-- Start of Listed records --

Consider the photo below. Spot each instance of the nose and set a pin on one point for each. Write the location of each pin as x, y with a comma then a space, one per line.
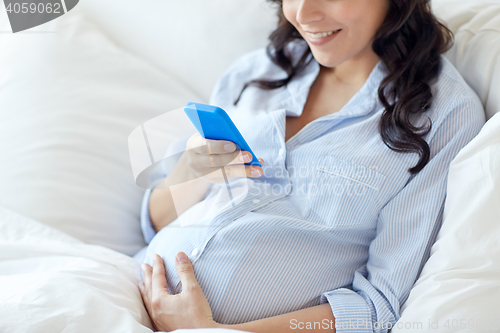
309, 11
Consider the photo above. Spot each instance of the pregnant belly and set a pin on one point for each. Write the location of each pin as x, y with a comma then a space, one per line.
256, 268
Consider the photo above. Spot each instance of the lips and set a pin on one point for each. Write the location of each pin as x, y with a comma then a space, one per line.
322, 37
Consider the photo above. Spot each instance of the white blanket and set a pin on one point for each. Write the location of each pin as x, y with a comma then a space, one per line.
51, 282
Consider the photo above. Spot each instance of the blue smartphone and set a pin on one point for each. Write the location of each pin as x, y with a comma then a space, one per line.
214, 123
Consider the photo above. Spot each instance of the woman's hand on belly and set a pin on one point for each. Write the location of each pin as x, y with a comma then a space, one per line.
188, 309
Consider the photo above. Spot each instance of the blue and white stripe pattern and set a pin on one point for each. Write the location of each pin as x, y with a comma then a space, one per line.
336, 217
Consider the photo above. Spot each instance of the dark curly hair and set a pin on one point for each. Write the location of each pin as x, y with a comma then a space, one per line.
409, 42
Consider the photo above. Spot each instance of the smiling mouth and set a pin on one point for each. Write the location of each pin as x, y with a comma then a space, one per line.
321, 34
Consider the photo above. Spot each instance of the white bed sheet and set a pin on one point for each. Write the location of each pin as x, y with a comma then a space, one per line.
52, 282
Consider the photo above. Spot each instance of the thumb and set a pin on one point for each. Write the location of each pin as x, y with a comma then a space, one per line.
185, 271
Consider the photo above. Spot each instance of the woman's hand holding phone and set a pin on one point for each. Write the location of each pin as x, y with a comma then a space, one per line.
204, 157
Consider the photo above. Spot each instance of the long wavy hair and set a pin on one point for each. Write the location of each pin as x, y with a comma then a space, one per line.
409, 42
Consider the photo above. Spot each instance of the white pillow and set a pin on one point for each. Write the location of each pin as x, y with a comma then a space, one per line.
476, 53
68, 101
194, 40
459, 285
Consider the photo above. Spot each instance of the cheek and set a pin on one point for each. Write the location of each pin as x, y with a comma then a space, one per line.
362, 20
290, 12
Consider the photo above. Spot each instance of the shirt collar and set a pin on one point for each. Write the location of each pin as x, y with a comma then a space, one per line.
298, 89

-- End of Listed records --

To be done:
Write out every line of the records above as a JSON list of strings, one string per line, with blank lines omitted and the picture left out.

Complete answer:
[
  "Consider the photo below. Spot each instance of the nose and set a pin on one point for each. Write the location of each pin as x, y with a comma then a space, one per line.",
  "309, 11",
  "Consider the photo above. Spot each instance of the pregnant belly and set a pin on one point for each. Write the location of each pin as x, y with a comma then a space, one per line.",
  "256, 268",
  "Consider the photo above. Spot each instance of the lips and set a pin on one point for each. Write the location of each pin as x, y with a comma then a space, one per line.",
  "322, 37",
  "Consider the photo above. Spot each instance of the white blanket and set a pin on one point for each. Write the location of each pin as x, y with a comma then a space, one per line.",
  "51, 282",
  "Consider the photo above. Spot each instance of the blue smartphone and set a pin on one point for each. Write the location of each pin as x, y with a comma then a space, one per line.",
  "214, 123",
  "Consider the photo above. Spot each instance of the woman's hand on belly and set a pin on one point for each. Write the location of each pin as x, y with a comma then a space, one per line.",
  "188, 309",
  "Consider the photo above. Spot each instance of the blue and white stripe pattern and set a pin on one point for each. Write the location of each pin as x, y with a comma then a space, one per line.",
  "336, 217",
  "Consider the photo above. Spot each instance of the dark curly hair and set a pin on one point for each. Write the location of each pin as x, y with a comma then a space, one per line.",
  "409, 42",
  "Consider the photo above. Spot each instance of the smiling mouth and set a pin on one point for each. Write the location of each pin as x, y with a comma then a space, one per line.",
  "321, 34",
  "Consider the photo above. Spot each instance of the white bed sheet and set a pin on one point for each. Write the location of each pin as x, y with a comma then a space, one per line.",
  "52, 282",
  "Consider the photo above. Spot each instance of the thumb and set a pin on one point for each. Write the location of each pin as x, y with a comma then a space, one per line.",
  "185, 271",
  "Consider the photo above. Spot each instance of the woman's hand holding phone and set a pin on one point for each. Write the location of each pin as x, y with a comma then a space, one per line.",
  "204, 157",
  "Consider the photo above. Spot each instance of the long wavy hair and set a pin on one point for each. Write the location of each pin as x, y with a comma then a space, one per line.",
  "409, 42",
  "Consider the photo above. Spot each instance of the white pillow and set a pin on one point for each. Write the location of each pin as x, y with a comma then a space, one per line.",
  "476, 53",
  "68, 101",
  "194, 40",
  "459, 285",
  "Consider the photo above. Spot each instance of the cheek and set a pin on one point for each. Write the location of each pin as x, y with a comma then a space, one per line.",
  "362, 20",
  "290, 12",
  "Consider the photo above. Spot each instance of the shirt collar and set a pin on one point for each. Write the location of each pin as x, y with a comma then a space, one per line.",
  "298, 89"
]